◆ BACAAN ◆
▼

Sunday, October 18, 2015

ANALOGI



Pengertian Analogi
Dalam ilmu bahasa analogi adalah persamaan antar bentuk yang menjadi dasar terjadinya bentuk-bentuk yang lain. Analogi merupakan salah satu proses morfologi dimana dalam analogi, pembentukan kata baru dari kata yang telah ada.
Contoh:
Pada kata dewa-dewi, putra-putri, pemuda-pemudi, dan karyawan-karyawati.
Defenisi lain  yang di maksud dengan analogi adalah suatu proses penalaran dengan menggunakan perbandingan dua hal yang berbeda dengan cara melihat persamaan dari dua hal yang di perbandingkan tersebut sehingga dapat digunakan untuk memperjelas suatu konsep.

Macam-Macam Analogi
a.      Analogi Induktif

Analogi induktif, yaitu analogi yang disusun berdasarkan persamaan yang ada pada dua fenomena, kemudian ditarik kesimpulan bahwa apa yang ada pada fenomena pertama terjadi juga pada fenomena kedua. Analogi induktif merupakan suatu metode yang sangat  bermanfaat untuk membuat suatu kesimpulan yang dapat diterima berdasarkan pada persamaan yang terbukti terdapat pada dua barang khusus yang diperbandingkan. Misalnya, Tim Uber Indonesia mampu masuk babak final karena berlatih setiap hari. Maka tim Thomas Indonesia akan masuk babak final jika berlatih setiap hari.
b.       Analogi Deklaratif
Analogi deklaratif merupakan metode untuk menjelaskan atau menegaskan sesuatu yang belum dikenal atau masih samar, dengan sesuatu yang sudah dikenal. Cara ini sangat bermanfaat karena ide-ide baru menjadi dikenal atau dapat diterima apabila dihubungkan dengan hal-hal yang sudah kita ketahui atau kita percayai. Misalnya, untuk penyelenggaraan negara yang baik diperlukan sinergitas antara kepala negara dengan warga negaranya. Sebagaimana manusia, untuk mewujudkan perbuatan yang benar diperlukan sinergitas antara akal dan hati.

▲

◆ DATA YANG DIBERIKAN ◆
▼

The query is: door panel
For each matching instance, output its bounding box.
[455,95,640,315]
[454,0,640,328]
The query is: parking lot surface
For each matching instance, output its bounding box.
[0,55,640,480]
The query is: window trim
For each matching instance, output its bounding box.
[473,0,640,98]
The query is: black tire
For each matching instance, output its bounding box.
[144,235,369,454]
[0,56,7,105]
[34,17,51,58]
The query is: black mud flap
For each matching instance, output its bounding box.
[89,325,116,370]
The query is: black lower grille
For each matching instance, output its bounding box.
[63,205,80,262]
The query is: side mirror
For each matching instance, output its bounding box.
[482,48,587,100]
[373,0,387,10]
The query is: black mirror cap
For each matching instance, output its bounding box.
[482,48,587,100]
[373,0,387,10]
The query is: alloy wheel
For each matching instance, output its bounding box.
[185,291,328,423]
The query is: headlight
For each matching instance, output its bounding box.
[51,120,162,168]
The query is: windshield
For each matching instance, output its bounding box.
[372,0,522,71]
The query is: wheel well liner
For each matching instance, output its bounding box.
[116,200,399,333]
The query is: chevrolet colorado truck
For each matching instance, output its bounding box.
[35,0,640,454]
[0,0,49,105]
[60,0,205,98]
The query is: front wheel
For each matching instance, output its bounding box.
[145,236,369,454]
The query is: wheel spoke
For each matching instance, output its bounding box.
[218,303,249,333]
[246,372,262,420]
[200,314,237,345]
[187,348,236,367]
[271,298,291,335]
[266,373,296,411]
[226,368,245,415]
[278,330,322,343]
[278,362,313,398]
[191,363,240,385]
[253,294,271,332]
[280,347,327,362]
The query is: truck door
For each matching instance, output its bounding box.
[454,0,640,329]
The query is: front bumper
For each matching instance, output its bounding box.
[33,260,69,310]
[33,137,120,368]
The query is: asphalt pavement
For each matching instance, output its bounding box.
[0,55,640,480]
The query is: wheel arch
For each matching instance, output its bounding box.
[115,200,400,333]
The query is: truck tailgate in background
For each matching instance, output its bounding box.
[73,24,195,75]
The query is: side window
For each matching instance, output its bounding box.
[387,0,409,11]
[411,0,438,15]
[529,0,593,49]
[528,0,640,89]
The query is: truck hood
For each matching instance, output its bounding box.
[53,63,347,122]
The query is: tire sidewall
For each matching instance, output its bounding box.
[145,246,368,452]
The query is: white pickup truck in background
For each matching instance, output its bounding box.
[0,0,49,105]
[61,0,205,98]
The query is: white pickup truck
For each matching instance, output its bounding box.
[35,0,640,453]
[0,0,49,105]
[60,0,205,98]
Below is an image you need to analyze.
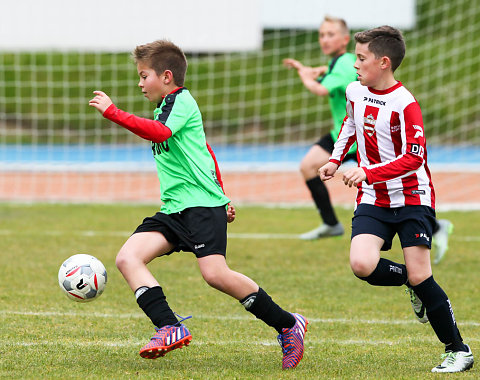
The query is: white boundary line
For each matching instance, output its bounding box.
[0,229,480,242]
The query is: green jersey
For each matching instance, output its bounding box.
[317,53,357,153]
[152,87,230,214]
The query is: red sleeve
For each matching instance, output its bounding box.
[363,102,426,184]
[207,142,225,194]
[103,104,172,143]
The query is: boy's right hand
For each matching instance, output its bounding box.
[88,91,113,115]
[318,162,338,181]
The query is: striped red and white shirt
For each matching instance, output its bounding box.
[330,82,435,208]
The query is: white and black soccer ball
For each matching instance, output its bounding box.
[58,254,107,302]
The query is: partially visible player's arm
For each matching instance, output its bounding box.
[88,91,172,143]
[363,102,426,184]
[283,58,328,96]
[207,142,236,223]
[203,142,225,194]
[329,98,357,166]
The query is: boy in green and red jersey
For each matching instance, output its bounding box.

▲

◆ SOAL DAN TUGAS ◆
**A.** Jawablah pertanyaan berikut berdasarkan bacaan tentang analogi.
(i) Dalam ilmu bahasa, analogi merupakan salah satu proses apa?
(ii) Pada contoh analogi induktif, mengapa Tim Uber Indonesia mampu masuk babak final?
(iii) Pada contoh analogi deklaratif, sinergitas antara apa dan apa yang diperlukan manusia untuk mewujudkan perbuatan yang benar?
**B.** Tuliskan lanjutan bacaan tentang analogi, dimulai setelah kalimat terakhirnya.

◆ JAWABAN ◆
**A.**
(i) Analogi merupakan salah satu proses morfologi.
(ii) Tim Uber Indonesia mampu masuk babak final karena berlatih setiap hari.
(iii) Manusia memerlukan sinergitas antara akal dan hati.

**B.**
Cara Menilai Analogi
Untuk menguji apakah analogi yang dihasilkan cukup kuat untuk dipercaya, dapat kita gunakan analisa berikut:
a.         Sedikit banyaknya peristiwa sejenis yang dianalogikan.
Semakin banyak peristiwa sejenis yang dianalogikan, semakin besar taraf kepercayaannya. Misalnya, suatu ketika saya mengambil mata kuliah Logika dengan dosen bapak Faizin dan ternyata beliau murah hati dalam memberikan nilai kepada mahasiswanya, maka atas dasar analogi, saya bisa menyarankan kepada teman saya, si B, untuk memilih bapak Faizin sebagai dosen mata kuliah logikanya. Analogi saya menjadi lebih kuat setelah B juga mendapat nilai yang memuaskan dari bapak Faizin. Analogi menjadi lebih kuat lagi setelah ternyata C, D, E, dan F juga mengalami hal serupa.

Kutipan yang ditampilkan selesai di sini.